From the entries below, extract the lines from the one containing "Examine the screenshot above. In which region does the distant" through the one containing "[645,712,733,803]", both included, and reproduce them without any change.

(Photo labels with bounding boxes)
_ _ _

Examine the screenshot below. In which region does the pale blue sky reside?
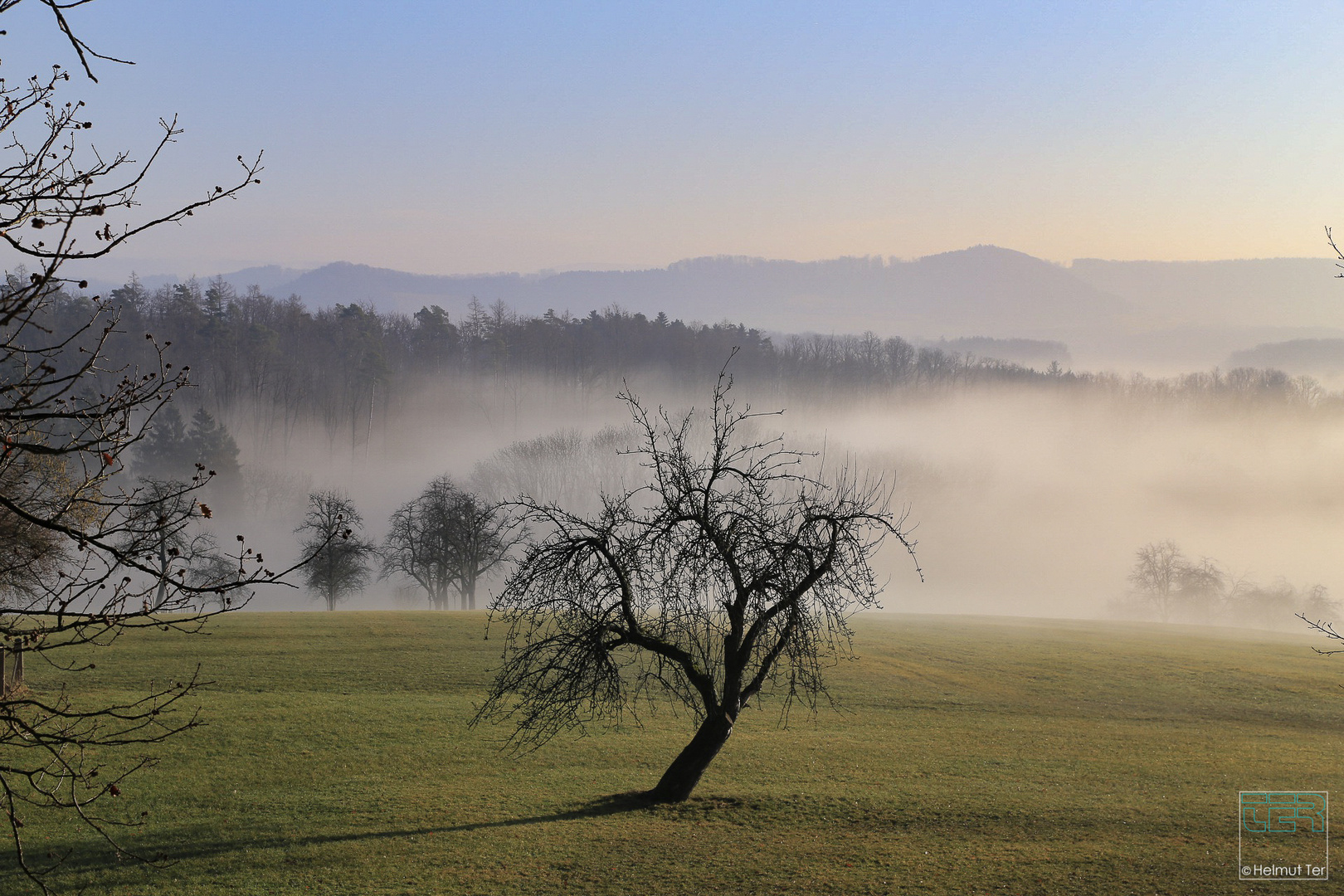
[0,0,1344,274]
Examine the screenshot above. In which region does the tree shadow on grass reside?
[23,791,659,880]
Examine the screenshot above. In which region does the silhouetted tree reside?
[1129,538,1186,622]
[0,0,274,891]
[382,475,514,610]
[295,489,377,610]
[475,373,918,802]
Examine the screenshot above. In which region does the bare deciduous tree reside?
[0,0,291,891]
[1129,538,1188,622]
[475,373,918,802]
[382,475,514,610]
[295,489,377,610]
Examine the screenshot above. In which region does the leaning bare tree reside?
[0,0,293,891]
[475,373,918,802]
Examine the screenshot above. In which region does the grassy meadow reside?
[0,612,1344,896]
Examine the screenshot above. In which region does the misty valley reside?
[0,0,1344,896]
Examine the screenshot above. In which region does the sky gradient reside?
[0,0,1344,275]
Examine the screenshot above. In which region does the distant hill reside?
[261,246,1127,338]
[930,336,1074,368]
[65,246,1344,373]
[1227,338,1344,377]
[1069,258,1344,329]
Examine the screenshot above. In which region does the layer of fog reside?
[198,370,1344,618]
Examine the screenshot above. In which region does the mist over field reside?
[187,357,1344,626]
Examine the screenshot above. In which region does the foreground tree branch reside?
[0,0,294,892]
[473,359,922,802]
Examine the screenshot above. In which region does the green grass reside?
[0,612,1344,896]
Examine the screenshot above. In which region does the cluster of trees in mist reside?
[9,271,1344,462]
[295,475,508,610]
[1112,540,1340,629]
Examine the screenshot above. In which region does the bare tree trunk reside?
[645,712,733,803]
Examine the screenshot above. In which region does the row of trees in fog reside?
[8,274,1344,462]
[295,475,519,610]
[1112,540,1340,627]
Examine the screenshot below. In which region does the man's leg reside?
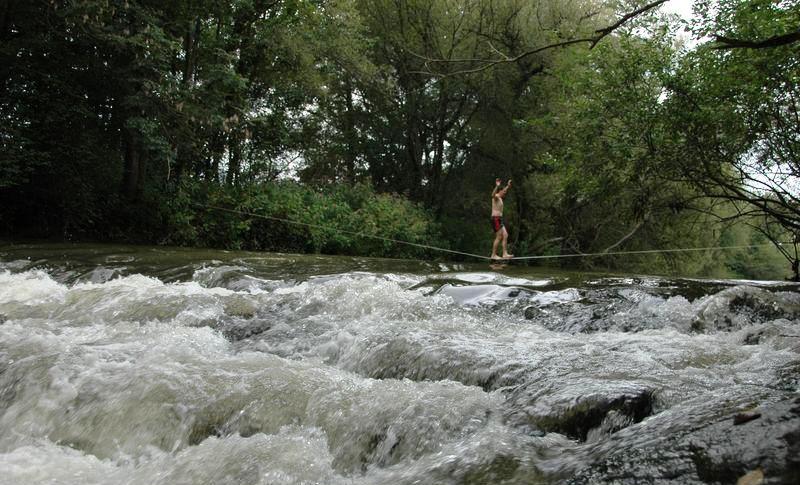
[500,226,514,258]
[492,229,504,258]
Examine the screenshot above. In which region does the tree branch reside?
[409,0,669,77]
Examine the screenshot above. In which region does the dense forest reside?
[0,0,800,278]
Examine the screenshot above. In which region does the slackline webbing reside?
[197,203,791,262]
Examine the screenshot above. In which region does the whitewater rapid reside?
[0,248,800,484]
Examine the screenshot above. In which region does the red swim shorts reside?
[492,216,503,232]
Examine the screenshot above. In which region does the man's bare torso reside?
[492,195,503,217]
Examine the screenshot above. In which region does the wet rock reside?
[568,395,800,485]
[691,286,800,332]
[219,318,273,342]
[733,411,761,425]
[507,380,653,441]
[736,468,764,485]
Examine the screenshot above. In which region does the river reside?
[0,244,800,485]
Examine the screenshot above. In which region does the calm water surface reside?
[0,245,800,484]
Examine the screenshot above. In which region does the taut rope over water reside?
[198,203,787,262]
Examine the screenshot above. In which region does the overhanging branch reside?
[409,0,669,77]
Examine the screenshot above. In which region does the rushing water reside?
[0,245,800,484]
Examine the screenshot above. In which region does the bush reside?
[162,182,442,257]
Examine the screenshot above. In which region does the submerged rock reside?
[507,380,653,441]
[569,396,800,485]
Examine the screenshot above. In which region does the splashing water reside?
[0,246,800,484]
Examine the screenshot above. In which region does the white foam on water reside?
[0,268,798,484]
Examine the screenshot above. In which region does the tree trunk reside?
[122,128,144,200]
[225,135,242,185]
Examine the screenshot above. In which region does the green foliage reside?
[0,0,800,276]
[163,182,443,257]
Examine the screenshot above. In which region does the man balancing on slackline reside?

_ _ _

Output below:
Examine the screenshot above. In which region does the distant hill reside?
[261,246,1127,338]
[930,336,1074,368]
[65,246,1344,373]
[1227,338,1344,377]
[1069,258,1344,329]
Examine the screenshot above. In which region does the layer of fog reside?
[198,370,1344,618]
Examine the screenshot above. In which region does the mist over field reside?
[187,357,1344,626]
Examine the screenshot above. In which region does the foreground tree branch reside?
[0,0,294,892]
[473,359,922,802]
Examine the screenshot above. In which region does the green grass reside?
[0,612,1344,896]
Examine the screenshot above. In which region does the cluster of trees in mist reside?
[9,271,1344,462]
[295,475,508,610]
[1112,540,1340,629]
Examine the screenshot above. In which region does the bare tree trunk reside?
[645,712,733,803]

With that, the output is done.